TASK BRIEF:
Go through the lines below and copy each one that holds the string "umbrella".

INPUT FOR THIS TASK:
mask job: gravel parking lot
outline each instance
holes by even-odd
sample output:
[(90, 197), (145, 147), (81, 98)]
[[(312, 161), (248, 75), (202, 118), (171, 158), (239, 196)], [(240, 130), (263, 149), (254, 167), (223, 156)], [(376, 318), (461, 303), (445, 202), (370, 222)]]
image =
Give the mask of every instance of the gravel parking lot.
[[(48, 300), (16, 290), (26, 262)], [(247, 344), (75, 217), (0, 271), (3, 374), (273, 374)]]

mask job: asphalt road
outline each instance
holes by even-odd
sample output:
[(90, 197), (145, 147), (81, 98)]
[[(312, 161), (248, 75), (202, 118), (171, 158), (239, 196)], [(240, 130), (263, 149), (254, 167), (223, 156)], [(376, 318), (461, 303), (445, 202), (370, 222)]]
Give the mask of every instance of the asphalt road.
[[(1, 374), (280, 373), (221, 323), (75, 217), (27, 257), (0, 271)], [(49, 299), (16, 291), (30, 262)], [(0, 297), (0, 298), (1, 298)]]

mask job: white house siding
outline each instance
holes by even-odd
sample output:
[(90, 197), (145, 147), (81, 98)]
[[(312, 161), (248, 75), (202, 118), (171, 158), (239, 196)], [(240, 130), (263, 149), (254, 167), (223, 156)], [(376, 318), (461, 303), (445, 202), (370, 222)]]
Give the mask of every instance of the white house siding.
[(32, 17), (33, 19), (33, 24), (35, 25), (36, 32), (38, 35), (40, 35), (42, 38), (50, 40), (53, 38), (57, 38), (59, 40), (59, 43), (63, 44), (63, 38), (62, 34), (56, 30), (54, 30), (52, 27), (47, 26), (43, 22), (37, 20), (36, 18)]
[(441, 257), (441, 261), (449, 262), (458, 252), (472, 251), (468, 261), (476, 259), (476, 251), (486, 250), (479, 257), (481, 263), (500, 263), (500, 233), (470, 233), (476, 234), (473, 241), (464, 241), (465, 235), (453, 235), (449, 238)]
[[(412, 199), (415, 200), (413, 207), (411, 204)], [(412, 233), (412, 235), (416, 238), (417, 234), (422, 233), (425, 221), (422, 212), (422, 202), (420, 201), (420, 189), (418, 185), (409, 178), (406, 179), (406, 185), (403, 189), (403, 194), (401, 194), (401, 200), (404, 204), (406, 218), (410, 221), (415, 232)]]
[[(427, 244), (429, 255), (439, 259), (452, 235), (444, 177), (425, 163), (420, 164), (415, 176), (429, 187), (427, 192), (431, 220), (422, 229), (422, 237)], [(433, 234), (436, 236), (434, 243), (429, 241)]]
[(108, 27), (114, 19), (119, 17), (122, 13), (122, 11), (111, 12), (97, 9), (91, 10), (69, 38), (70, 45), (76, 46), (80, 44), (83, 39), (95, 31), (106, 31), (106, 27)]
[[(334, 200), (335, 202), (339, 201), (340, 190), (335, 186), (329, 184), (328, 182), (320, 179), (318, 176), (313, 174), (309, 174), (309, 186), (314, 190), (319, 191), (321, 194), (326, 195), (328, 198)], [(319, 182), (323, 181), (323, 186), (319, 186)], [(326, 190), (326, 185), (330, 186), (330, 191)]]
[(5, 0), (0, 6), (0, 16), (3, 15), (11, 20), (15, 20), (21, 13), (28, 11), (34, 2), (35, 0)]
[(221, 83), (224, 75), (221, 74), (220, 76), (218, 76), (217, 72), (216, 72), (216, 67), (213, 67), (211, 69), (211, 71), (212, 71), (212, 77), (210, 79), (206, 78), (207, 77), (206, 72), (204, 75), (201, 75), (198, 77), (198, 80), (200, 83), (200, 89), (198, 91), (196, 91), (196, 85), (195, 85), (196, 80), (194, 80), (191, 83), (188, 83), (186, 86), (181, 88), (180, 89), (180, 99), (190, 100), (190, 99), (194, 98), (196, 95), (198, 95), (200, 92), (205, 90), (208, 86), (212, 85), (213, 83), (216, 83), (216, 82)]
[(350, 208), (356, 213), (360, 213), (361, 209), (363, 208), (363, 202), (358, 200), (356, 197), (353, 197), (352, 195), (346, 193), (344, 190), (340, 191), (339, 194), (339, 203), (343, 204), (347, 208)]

* * *

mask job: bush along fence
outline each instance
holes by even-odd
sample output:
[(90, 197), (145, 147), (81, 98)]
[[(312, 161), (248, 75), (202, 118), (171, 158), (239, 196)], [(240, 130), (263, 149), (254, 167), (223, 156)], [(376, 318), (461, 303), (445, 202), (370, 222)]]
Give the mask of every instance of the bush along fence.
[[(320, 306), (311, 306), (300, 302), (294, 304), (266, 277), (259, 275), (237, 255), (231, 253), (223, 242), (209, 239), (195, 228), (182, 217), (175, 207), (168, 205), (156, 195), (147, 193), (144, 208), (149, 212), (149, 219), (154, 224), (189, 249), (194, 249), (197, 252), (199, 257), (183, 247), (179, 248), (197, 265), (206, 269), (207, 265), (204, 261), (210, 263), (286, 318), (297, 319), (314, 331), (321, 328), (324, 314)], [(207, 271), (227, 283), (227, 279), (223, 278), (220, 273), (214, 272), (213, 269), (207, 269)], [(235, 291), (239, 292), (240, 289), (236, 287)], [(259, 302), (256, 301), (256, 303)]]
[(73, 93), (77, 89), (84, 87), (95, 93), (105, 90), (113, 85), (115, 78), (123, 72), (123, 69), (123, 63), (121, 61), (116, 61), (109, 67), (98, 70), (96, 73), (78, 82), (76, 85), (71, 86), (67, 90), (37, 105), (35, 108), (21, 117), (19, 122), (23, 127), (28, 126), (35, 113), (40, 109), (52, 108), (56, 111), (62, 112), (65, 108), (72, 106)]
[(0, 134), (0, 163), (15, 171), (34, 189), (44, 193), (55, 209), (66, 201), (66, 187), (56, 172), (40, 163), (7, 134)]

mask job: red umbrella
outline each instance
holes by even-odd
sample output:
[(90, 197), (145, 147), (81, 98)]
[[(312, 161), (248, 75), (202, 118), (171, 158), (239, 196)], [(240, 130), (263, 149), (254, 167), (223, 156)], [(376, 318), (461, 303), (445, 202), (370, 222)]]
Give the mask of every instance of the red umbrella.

ANSWER:
mask job: red umbrella
Give the mask of every instance of the red umbrella.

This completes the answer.